REQUIREMENTS.
Answer these from the notebook code below:
(a) Which package is installed with the -U flag?
(b) What device does the printed output show?
(c) What number does the emotion mapping assign to 'neutral'?

In [None]:
%pip install transformers
%pip install scikit-learn
%pip install modAL
%pip install datasets
%pip install accelerate -U

In [22]:
import transformers
from sklearn.model_selection import train_test_split
import pandas as pd
import torch
from tqdm import tqdm
from torch.utils.data import Dataset, DataLoader
from datasets import load_dataset
from transformers import TrainingArguments, Trainer, AutoModelForSequenceClassification
from transformers import AutoTokenizer

In [23]:
# Setting up the device for GPU usage

from torch import cuda
device = 'cuda' if cuda.is_available() else 'cpu'
print(device)

cuda


In [None]:
# Define the mapping from emotion names to numbers
emotion_mapping = {
    'admiration': 1, 'amusement': 2, 'anger': 3, 'annoyance': 4,
    'approval': 5, 'caring': 6, 'confusion': 7, 'curiosity': 8,
    'desire': 9, 'disappointment': 10, 'disapproval': 11, 'disgust': 12,
    'embarrassment': 13, 'excitement': 14, 'fear': 15, 'gratitude': 16,
    'grief': 17, 'joy': 18, 'love': 19, 'nervousness': 20, 'optimism': 21,
    'pride': 22, 'realization': 23, 'relief': 24, 'remorse': 25, 'sadness': 26,
    'surprise': 27, 'neutral': 28
}

def process_csv(file_path):
    """Processes a single CSV file."""
    df = pd.read_csv(file_path, delimiter=',')

    # Find emotion numbers (same as your existing code)
    emotion_numbers = []
    for index, row in df.iterrows():
        emotion_number = 0
        for emotion, number in emotion_mapping.items():
            if row['emotion'] == emotion:
                emotion_number = number
                break
        emotion_numbers.append(emotion_number)

    # Add emotion numbers as a new column
    df['emotion'] = emotion_numbers

    # Select relevant columns and ensure data types
    new_df = df[['text', 'emotion']]
    new_df['text'] = new_df['text'].astype(str)
    new_df['emotion'] = new_df['emotion'].astype(int)

DATASET.
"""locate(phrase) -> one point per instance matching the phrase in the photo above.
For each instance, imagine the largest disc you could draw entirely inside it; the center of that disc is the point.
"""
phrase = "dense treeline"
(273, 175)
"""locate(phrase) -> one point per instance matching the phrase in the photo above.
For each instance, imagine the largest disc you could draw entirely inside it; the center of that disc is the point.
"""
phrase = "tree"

---

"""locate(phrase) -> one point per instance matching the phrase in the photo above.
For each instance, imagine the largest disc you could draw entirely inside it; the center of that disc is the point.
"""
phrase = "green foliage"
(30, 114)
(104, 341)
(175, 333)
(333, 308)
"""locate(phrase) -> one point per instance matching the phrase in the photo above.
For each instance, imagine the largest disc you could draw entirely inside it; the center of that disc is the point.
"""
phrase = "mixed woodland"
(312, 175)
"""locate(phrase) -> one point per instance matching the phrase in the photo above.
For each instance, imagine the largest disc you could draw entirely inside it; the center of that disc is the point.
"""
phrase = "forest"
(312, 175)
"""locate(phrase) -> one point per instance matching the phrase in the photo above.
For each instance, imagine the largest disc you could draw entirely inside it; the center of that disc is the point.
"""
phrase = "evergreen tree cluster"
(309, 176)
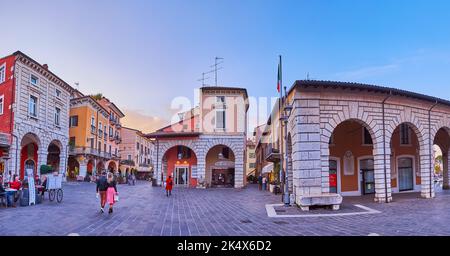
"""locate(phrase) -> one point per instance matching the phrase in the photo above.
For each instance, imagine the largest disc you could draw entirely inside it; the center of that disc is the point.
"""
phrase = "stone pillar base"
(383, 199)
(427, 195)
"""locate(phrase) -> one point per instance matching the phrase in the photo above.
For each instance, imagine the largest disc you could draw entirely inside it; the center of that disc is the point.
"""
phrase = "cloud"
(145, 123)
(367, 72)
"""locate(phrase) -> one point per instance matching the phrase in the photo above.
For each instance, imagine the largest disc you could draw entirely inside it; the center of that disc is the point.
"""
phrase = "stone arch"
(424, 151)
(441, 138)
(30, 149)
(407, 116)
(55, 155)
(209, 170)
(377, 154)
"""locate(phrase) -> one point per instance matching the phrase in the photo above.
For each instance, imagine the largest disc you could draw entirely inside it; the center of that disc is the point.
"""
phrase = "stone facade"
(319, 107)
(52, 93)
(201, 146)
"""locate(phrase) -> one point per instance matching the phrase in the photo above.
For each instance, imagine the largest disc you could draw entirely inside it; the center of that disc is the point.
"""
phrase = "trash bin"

WRITTEN ANSWER.
(a) accelerate
(b) cuda
(c) 28